• Description of the task:
Reproduce the records below exactly as they appear.

(Pointing dataset excerpts)
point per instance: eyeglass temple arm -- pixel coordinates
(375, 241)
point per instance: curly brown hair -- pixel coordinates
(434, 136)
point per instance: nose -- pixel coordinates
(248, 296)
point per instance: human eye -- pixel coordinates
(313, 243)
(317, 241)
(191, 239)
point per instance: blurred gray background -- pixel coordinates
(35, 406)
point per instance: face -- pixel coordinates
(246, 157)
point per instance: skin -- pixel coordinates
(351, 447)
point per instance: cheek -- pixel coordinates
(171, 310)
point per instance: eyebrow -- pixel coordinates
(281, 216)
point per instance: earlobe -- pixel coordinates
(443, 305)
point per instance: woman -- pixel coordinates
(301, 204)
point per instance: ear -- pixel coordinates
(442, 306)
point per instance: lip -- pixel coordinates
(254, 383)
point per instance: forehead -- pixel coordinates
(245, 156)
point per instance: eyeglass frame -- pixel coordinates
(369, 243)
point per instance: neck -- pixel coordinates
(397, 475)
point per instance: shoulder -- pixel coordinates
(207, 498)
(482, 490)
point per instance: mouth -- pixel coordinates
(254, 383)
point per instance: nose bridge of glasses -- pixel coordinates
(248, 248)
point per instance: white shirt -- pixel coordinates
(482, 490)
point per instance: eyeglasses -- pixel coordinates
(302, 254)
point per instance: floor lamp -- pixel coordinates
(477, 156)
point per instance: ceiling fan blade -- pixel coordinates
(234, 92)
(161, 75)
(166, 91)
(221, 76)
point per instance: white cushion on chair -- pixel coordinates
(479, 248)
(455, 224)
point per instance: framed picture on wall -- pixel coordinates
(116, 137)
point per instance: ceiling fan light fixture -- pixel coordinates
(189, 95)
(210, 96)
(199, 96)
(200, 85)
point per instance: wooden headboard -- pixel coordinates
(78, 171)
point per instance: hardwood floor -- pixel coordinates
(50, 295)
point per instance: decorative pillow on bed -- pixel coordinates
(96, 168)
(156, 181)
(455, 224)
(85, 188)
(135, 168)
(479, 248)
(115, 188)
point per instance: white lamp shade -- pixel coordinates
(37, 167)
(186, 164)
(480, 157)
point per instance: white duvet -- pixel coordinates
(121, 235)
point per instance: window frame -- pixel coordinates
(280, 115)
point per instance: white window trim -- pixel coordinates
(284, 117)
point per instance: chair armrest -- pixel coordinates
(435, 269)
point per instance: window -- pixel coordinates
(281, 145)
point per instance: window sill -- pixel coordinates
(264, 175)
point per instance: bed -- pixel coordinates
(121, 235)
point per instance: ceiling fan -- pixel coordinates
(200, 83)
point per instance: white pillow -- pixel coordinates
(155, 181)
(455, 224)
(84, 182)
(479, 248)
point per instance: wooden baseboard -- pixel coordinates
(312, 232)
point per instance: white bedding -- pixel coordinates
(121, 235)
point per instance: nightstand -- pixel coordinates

• Worked solution:
point per instance: eyeglass temple arm -- pixel coordinates
(375, 241)
point per instance: curly brown hair -- pixel coordinates
(434, 136)
point per instance: nose -- pixel coordinates
(248, 296)
point per instance: human eye -- pixel coordinates
(313, 243)
(317, 241)
(191, 239)
point per instance: blurred gray background -- pixel coordinates
(35, 406)
point per instance: face -- pixel coordinates
(246, 157)
point per instance: skin -- pixel coordinates
(351, 447)
point per instance: cheek -- pixel coordinates
(171, 310)
point per instance: eyebrow -- pixel coordinates
(281, 216)
point per instance: earlobe -- pixel coordinates
(443, 305)
point per instance: woman -- pixel coordinates
(301, 204)
point per instance: ear -- pixel coordinates
(442, 306)
point per instance: lip -- pixel coordinates
(254, 383)
point per instance: forehead -- pixel coordinates
(245, 156)
point per instance: eyeglass frame -- pixel coordinates
(369, 243)
point per instance: neck -- pixel coordinates
(397, 475)
point per instance: shoulder -- pixel coordinates
(207, 498)
(482, 490)
point per instance: mouth -- pixel coordinates
(254, 383)
point per instance: nose bridge of glasses -- pixel coordinates
(248, 248)
point per instance: white shirt -- pixel coordinates
(482, 490)
point per instance: eyeglasses -- pixel coordinates
(302, 254)
point per instance: floor lamp -- pixel coordinates
(477, 156)
point per instance: ceiling fan blade -- pixel coordinates
(234, 92)
(161, 75)
(166, 91)
(221, 76)
point per instance: white cushion on chair -- pixel coordinates
(479, 248)
(455, 224)
point per instance: framed picture on wall -- pixel coordinates
(116, 137)
point per instance: ceiling fan light fixture -- pixel coordinates
(189, 95)
(210, 96)
(199, 96)
(200, 85)
point per instance: wooden headboard -- pixel coordinates
(78, 171)
point per instance: hardwood floor -- pixel coordinates
(50, 295)
point per instance: decorative pillow on bed -- pixel coordinates
(96, 168)
(156, 181)
(455, 224)
(85, 188)
(135, 168)
(479, 248)
(115, 188)
point per instance: white lamp shade -- pixel coordinates
(37, 167)
(186, 164)
(480, 157)
point per instance: white duvet -- pixel coordinates
(121, 235)
point per instance: window frame -- pixel coordinates
(280, 115)
point per instance: white window trim -- pixel coordinates
(284, 117)
point per instance: chair armrest -- pixel coordinates
(435, 269)
point per instance: window -- pixel coordinates
(281, 145)
point per instance: window sill -- pixel coordinates
(264, 175)
point per instance: bed -- pixel coordinates
(121, 235)
point per instance: ceiling fan -- pixel coordinates
(200, 83)
point per instance: white pillow -- pixel coordinates
(155, 181)
(455, 224)
(84, 182)
(479, 248)
point per instance: wooden baseboard -- pixel coordinates
(312, 232)
point per instance: white bedding -- pixel coordinates
(121, 235)
point per instance: nightstand -- pixel coordinates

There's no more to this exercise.